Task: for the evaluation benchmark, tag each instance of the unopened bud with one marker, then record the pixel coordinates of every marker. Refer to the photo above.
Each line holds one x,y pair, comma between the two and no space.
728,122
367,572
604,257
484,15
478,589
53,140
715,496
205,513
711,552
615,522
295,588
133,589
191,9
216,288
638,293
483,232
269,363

+ + +

- _DO THIS_
In the data above, swap every occurrence of "unopened bud" for "closed bud". Reproduce all other text without change.

- _SOLUTION TO THE PROBLEM_
Task: for the evaluation benchmark, tag each instance of the closed bud with one marker, then record the pixel coordinates of every marker. Refer to the photo above.
Each line holds one x,y pair, comma between the two and no space.
728,122
367,572
604,257
484,15
478,589
53,140
715,496
205,513
711,552
615,522
295,588
133,589
191,9
216,288
638,293
483,232
269,363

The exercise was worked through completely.